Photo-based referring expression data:
┄┄┄┄┄┄┄┄┄┄
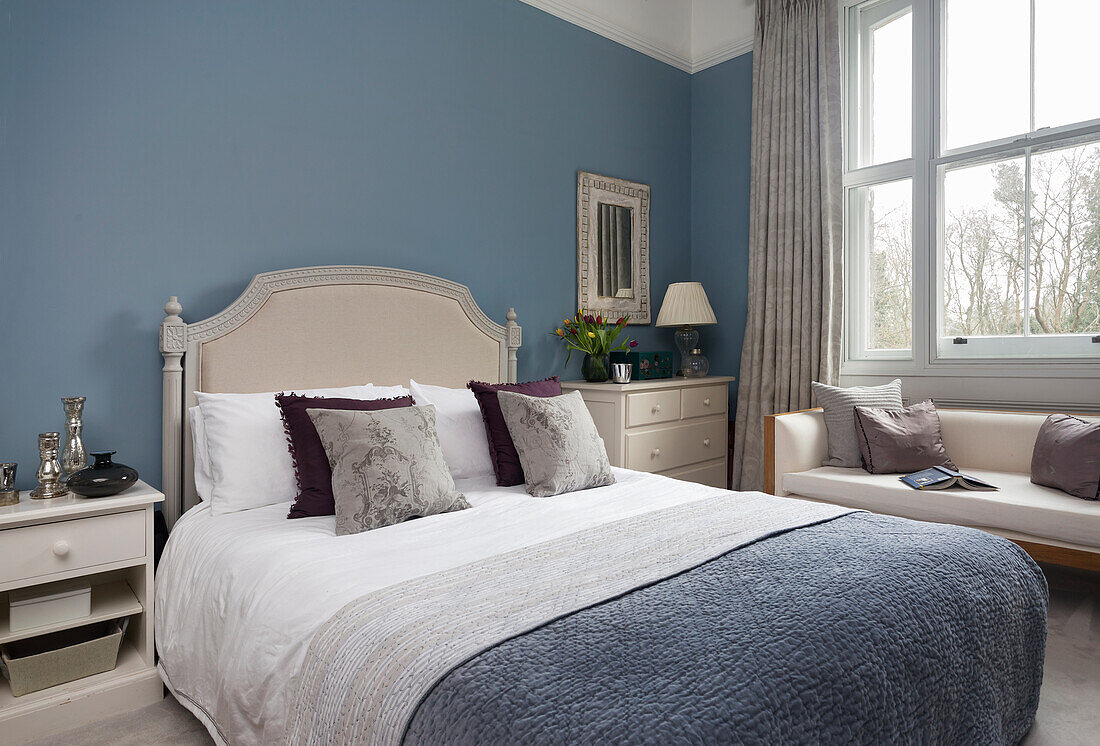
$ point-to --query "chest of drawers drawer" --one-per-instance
(678, 446)
(652, 407)
(703, 401)
(45, 549)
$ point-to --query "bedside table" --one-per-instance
(677, 427)
(109, 541)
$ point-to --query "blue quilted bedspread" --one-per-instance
(864, 629)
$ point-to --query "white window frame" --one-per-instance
(1066, 355)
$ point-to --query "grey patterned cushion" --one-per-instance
(559, 447)
(839, 420)
(387, 467)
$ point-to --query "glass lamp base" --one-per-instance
(695, 365)
(686, 338)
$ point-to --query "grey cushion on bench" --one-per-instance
(1067, 456)
(839, 404)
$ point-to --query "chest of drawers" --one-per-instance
(677, 427)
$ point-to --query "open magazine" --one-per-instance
(941, 478)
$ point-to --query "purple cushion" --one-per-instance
(900, 441)
(310, 462)
(501, 447)
(1067, 456)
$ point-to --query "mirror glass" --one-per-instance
(615, 261)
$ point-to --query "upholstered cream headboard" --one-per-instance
(319, 327)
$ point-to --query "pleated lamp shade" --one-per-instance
(685, 304)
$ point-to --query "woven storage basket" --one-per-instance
(40, 662)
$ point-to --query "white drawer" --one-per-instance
(33, 551)
(652, 407)
(703, 401)
(677, 446)
(712, 473)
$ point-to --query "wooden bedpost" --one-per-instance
(514, 340)
(173, 346)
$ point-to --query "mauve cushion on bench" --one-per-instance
(900, 441)
(310, 462)
(1067, 456)
(501, 447)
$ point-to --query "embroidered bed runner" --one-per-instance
(369, 667)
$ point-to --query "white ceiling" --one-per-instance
(689, 34)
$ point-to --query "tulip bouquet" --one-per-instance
(593, 335)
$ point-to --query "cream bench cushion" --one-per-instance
(1019, 505)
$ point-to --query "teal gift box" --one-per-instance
(646, 365)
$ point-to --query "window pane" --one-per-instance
(886, 261)
(892, 89)
(881, 43)
(982, 273)
(1065, 50)
(1065, 261)
(986, 70)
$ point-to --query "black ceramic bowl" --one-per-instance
(103, 478)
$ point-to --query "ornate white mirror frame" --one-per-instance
(593, 190)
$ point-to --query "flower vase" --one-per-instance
(596, 369)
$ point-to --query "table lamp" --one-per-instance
(685, 306)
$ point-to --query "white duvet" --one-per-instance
(239, 596)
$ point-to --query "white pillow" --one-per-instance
(246, 446)
(460, 427)
(204, 480)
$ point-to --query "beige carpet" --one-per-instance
(1068, 711)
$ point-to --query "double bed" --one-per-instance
(647, 611)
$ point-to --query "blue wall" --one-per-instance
(721, 116)
(155, 147)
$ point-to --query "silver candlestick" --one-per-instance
(50, 470)
(9, 495)
(75, 457)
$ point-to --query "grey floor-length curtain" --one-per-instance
(792, 335)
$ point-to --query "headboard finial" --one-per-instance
(173, 346)
(173, 309)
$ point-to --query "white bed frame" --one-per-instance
(320, 327)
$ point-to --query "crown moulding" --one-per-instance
(659, 39)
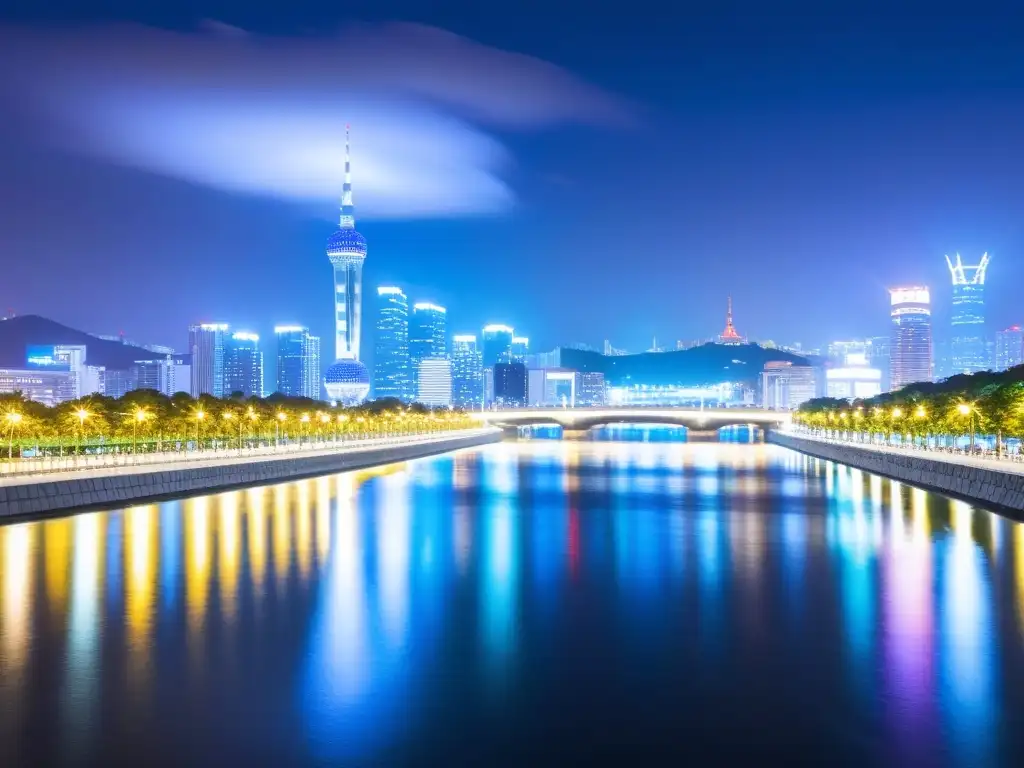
┄┄┄┄┄┄┄┄┄┄
Each record needs to be reproduced exactly, and no image should be carried over.

$ point-to --query "chest of drawers drawer" --one-per-instance
(678, 446)
(652, 407)
(703, 401)
(45, 549)
$ point-to --query "bedside table" --one-per-instance
(677, 427)
(109, 541)
$ point-to --query "blue quilted bedspread" --one-per-instance
(864, 629)
$ point-to --query "white window frame" --one-per-instance
(1066, 355)
$ point-to --query "grey patterned cushion" --one-per-instance
(559, 447)
(839, 420)
(387, 467)
$ point-to --query "glass lamp base" --one-per-instance
(695, 365)
(686, 338)
$ point-to --query "grey cushion on bench" --one-per-instance
(1067, 456)
(839, 404)
$ point-to --query "chest of drawers" --one-per-instance
(677, 427)
$ point-to --query "open magazine" --one-per-instance
(941, 478)
$ point-to --query "purple cushion" --one-per-instance
(900, 441)
(310, 462)
(501, 447)
(1067, 456)
$ point-to --query "mirror glass" --one-per-instance
(615, 261)
$ point-to --query "upholstered cream headboard" --one-per-instance
(319, 327)
$ point-to --query "pleated lamp shade" --one-per-instance
(685, 304)
$ point-to --query "woven storage basket" --one-per-instance
(40, 662)
$ point-to --query "white drawer" --one-per-instance
(33, 551)
(652, 407)
(703, 401)
(677, 446)
(712, 473)
$ point-to --query "wooden bedpost" --one-per-instance
(514, 340)
(173, 346)
$ point-to --query "mauve cushion on bench" --one-per-instance
(900, 441)
(310, 462)
(1067, 456)
(501, 447)
$ point-to --query "embroidered bed runner" --one-per-instance
(369, 667)
$ point-to --query "white ceiling" --one-per-instance
(689, 34)
$ point-to --query "tulip bouquet" --one-per-instance
(593, 335)
$ point-to --query "cream bench cushion" --one-per-instance
(1019, 505)
$ point-to --query "teal gift box" --one-per-instance
(646, 365)
$ point-to --query "window pane" --one-per-instance
(886, 261)
(892, 89)
(881, 43)
(982, 273)
(1065, 50)
(1065, 261)
(986, 70)
$ point-to --query "black ceramic bowl" --one-per-instance
(103, 478)
$ point-to --query "ornate white mirror frame" --one-per-instance
(593, 190)
$ point-to --query "flower vase" --one-per-instance
(596, 369)
$ point-to --query "table lamp" --one-per-instance
(685, 306)
$ point-to --query "white duvet" --one-per-instance
(239, 596)
$ point-to --query "white pillow" --one-per-instance
(246, 446)
(460, 427)
(204, 480)
$ point-to --query "beige carpet" --one-per-instance
(1068, 711)
$ point-to --query "double bed" --one-per-instance
(647, 611)
$ point-to --query "blue wall" --one-per-instance
(721, 116)
(155, 147)
$ point-to --query "silver candlestick" --one-per-instance
(50, 470)
(9, 495)
(75, 457)
$ point-to --query "grey floor-length curtain" --one-per-instance
(792, 335)
$ point-to --query "headboard finial" --one-per-instance
(173, 346)
(173, 309)
$ point-to --query "white bed frame" --one-per-instance
(320, 327)
$ point-to --query "crown moulding" --one-per-instance
(659, 39)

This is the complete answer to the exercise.